▶

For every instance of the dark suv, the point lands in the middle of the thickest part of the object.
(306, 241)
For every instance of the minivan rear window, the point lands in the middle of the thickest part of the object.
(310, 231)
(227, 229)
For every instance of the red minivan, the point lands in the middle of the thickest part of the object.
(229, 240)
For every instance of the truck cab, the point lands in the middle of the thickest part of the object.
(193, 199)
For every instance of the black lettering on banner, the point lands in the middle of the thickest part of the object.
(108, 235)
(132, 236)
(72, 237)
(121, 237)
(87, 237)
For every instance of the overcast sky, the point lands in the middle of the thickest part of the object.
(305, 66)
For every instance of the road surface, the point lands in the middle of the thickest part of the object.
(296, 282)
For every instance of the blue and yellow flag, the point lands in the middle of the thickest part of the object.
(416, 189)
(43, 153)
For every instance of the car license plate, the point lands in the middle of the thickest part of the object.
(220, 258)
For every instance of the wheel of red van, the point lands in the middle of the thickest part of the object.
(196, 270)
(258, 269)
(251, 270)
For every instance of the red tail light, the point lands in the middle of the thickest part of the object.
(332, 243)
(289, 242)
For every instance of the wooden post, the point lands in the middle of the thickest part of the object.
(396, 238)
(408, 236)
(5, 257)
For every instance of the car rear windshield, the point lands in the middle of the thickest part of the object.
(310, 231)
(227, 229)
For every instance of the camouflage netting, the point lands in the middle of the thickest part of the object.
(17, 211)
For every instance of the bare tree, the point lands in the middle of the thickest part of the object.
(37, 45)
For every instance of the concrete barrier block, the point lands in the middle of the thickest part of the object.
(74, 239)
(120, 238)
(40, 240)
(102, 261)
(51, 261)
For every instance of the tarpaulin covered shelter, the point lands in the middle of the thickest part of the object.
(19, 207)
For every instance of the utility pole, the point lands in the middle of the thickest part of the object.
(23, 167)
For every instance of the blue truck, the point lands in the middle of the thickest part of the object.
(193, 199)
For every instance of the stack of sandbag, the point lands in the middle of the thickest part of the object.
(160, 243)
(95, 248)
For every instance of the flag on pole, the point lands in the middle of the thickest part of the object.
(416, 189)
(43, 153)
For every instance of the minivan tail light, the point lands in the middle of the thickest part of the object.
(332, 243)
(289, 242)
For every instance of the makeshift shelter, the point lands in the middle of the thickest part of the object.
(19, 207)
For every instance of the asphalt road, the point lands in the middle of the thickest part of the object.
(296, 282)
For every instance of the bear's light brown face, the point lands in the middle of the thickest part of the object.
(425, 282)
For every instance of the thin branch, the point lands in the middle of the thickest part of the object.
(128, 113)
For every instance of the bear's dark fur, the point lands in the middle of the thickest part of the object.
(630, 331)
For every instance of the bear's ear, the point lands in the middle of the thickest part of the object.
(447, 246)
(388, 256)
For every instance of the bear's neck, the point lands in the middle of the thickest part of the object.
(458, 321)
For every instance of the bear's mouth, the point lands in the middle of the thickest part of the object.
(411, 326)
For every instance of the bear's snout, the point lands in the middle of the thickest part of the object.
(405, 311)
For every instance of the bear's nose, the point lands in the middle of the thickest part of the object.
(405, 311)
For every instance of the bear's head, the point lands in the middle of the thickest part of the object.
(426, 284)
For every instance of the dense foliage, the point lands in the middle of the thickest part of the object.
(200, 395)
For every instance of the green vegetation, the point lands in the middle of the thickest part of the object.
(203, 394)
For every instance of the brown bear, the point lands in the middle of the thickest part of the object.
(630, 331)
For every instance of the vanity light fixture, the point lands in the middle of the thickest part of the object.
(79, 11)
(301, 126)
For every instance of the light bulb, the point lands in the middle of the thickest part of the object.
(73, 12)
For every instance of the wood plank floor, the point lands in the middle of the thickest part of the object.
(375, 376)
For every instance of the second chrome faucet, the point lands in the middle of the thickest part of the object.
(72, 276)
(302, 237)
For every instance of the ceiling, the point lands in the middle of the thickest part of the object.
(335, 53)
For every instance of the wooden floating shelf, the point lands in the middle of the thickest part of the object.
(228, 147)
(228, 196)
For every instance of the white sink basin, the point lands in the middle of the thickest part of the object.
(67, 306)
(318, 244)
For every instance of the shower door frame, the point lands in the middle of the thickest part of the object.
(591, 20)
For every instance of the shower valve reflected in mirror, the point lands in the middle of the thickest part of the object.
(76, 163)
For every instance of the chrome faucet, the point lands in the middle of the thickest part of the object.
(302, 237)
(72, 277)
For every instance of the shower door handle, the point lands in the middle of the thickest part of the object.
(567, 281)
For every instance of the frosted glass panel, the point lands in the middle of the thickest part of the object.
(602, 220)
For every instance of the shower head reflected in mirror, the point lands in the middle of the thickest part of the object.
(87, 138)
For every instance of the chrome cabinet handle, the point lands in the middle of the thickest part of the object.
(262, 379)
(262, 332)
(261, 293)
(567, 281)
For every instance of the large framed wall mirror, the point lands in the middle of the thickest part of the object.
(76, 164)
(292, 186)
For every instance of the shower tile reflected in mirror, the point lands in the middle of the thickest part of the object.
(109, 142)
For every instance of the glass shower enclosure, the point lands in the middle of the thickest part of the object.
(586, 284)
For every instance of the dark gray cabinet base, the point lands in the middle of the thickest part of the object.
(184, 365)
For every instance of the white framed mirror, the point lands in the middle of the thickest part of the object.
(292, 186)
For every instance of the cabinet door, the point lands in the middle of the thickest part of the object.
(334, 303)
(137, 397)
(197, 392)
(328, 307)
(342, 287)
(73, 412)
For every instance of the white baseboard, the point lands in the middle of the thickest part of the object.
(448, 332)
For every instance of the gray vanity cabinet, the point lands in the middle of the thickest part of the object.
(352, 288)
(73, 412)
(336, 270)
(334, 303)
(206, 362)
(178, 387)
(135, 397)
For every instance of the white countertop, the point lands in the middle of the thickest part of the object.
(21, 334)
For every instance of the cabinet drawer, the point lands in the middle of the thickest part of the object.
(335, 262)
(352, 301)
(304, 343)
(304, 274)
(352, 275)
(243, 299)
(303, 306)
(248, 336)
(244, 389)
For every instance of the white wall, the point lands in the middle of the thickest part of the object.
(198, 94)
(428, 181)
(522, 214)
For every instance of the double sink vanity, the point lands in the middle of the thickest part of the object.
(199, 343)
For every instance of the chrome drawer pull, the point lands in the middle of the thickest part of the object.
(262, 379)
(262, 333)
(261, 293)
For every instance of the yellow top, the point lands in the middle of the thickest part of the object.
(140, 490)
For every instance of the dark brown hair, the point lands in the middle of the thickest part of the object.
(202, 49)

◀

Quote, word for word, every line starting at the one that contains "For every instance of the dark gray" and ending with the final line of the entries.

→ RESULT
For every instance of the dark gray cabinet base, the point lands in the middle of the thickest part of the object.
(184, 365)
For every instance of the white framed mirror, the point lands in the middle of the thickest part of the object.
(292, 186)
For every instance of the cabinet door, the point lands in the middle of the thickest part of the object.
(334, 303)
(137, 397)
(197, 392)
(328, 307)
(342, 287)
(73, 412)
For every instance of the white baseboard, the point lands in the middle of the thickest part of the object.
(448, 332)
For every instance of the gray vanity cabinet, the point lands in the middle of the thickest part of the object.
(352, 288)
(73, 412)
(336, 270)
(334, 303)
(206, 362)
(178, 387)
(135, 397)
For every instance of the white countertop, the point lands in the middle of the thickest part of the object.
(21, 334)
For every instance of the cabinet drawer, the point lands in the middle of the thickest part of the object.
(335, 262)
(352, 301)
(304, 343)
(304, 274)
(352, 275)
(243, 299)
(303, 306)
(248, 336)
(244, 389)
For every instance of the white wall, the point lands in the middle of the thickest part of the object.
(198, 94)
(428, 181)
(522, 214)
For every instance of the double sink vanity, the point lands in the middle of the thickest part of the object.
(199, 343)
For every instance of the chrome drawer pull, the point lands in the middle of the thickest part of the object.
(262, 379)
(262, 333)
(261, 293)
For every instance of the yellow top, the point lands in the middle of the thickest part of the object.
(140, 490)
For every instance of the dark brown hair, the point lands in the middle of the thickest part of the object.
(202, 49)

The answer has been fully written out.